Duplicate the lines below from the one with "request: draw the outline of every instance of the dark" up to and including the one with "33 51 L 36 50".

[Mask labeling examples]
+++

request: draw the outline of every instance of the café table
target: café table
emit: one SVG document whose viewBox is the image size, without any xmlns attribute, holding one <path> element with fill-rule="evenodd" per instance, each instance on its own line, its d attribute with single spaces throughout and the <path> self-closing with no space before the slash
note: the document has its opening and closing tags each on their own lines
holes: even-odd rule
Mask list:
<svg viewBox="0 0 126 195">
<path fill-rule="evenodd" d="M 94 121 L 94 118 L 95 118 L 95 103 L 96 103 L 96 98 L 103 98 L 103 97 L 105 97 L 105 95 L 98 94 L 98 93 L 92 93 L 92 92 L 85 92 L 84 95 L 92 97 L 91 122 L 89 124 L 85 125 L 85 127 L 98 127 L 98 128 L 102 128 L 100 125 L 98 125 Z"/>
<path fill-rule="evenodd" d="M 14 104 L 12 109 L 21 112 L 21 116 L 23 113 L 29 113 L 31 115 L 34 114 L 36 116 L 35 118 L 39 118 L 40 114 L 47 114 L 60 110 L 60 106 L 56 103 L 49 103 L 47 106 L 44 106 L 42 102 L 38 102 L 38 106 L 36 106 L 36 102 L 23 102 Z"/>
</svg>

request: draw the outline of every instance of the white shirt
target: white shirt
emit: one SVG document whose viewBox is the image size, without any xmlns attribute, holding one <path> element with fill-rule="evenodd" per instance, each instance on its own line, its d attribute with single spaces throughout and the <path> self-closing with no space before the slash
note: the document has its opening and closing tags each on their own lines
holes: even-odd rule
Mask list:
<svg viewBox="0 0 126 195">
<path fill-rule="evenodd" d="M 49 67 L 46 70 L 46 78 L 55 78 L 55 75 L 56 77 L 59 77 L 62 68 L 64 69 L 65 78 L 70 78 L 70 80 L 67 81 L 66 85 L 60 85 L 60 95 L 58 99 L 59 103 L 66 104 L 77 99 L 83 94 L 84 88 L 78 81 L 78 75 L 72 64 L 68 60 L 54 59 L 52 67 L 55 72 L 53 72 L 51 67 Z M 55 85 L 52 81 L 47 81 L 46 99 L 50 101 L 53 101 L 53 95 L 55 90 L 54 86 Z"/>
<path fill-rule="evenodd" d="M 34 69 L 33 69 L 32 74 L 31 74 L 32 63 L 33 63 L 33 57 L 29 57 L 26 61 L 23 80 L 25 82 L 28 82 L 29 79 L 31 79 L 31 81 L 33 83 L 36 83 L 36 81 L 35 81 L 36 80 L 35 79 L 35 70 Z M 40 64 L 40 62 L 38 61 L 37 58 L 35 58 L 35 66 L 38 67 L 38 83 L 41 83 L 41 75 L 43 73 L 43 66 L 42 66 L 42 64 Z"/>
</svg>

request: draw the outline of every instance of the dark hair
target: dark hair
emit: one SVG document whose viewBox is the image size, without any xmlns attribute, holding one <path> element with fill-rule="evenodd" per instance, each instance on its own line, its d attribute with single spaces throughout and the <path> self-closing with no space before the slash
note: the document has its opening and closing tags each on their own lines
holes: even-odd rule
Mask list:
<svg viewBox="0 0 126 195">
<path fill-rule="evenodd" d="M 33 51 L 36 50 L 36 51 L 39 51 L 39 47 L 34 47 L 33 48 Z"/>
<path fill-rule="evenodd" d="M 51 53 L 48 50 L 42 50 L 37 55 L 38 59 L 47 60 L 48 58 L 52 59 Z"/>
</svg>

+++

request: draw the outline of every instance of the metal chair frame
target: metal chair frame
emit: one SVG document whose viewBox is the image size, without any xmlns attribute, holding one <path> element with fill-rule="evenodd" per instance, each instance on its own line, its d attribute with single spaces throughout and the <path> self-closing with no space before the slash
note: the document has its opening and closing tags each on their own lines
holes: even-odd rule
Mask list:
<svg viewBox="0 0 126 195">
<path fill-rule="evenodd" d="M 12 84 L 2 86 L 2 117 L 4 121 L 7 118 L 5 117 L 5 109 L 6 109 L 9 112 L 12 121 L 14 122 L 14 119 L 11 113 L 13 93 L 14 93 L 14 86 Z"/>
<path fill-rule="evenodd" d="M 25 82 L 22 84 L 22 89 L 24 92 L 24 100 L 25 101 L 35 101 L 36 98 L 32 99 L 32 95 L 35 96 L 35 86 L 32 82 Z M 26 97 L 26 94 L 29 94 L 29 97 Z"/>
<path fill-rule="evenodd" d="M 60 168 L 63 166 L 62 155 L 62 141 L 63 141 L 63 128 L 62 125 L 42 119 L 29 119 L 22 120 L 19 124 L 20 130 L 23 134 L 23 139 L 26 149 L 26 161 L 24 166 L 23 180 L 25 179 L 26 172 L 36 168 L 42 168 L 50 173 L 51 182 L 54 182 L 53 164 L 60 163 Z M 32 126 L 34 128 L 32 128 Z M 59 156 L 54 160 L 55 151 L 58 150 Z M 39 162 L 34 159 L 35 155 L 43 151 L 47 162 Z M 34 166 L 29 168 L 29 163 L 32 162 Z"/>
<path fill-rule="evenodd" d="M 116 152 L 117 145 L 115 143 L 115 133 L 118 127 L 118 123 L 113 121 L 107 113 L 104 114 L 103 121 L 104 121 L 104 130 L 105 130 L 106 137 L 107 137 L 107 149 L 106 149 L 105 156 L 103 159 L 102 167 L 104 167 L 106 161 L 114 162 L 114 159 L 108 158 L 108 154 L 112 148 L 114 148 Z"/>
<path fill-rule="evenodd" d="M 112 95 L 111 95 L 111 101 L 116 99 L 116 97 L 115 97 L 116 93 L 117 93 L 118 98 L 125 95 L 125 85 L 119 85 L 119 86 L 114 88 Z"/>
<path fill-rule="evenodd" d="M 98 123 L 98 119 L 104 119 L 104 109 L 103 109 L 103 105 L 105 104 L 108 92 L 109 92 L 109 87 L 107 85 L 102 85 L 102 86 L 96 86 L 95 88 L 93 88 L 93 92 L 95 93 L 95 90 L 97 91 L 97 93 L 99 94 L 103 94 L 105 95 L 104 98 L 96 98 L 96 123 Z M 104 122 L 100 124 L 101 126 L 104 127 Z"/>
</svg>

+++

*Answer*.
request: draw the outline of every instance of the dark hair
target: dark hair
emit: one SVG document whose viewBox is the image size, without any xmlns attribute, holding one <path> element with fill-rule="evenodd" per instance, each instance on its own line, its d attribute with single spaces throughout and the <path> self-closing with no space before the slash
note: the document has its opening and closing tags each on their own lines
holes: even-odd rule
Mask list:
<svg viewBox="0 0 126 195">
<path fill-rule="evenodd" d="M 33 51 L 36 50 L 36 51 L 39 51 L 39 47 L 34 47 L 33 48 Z"/>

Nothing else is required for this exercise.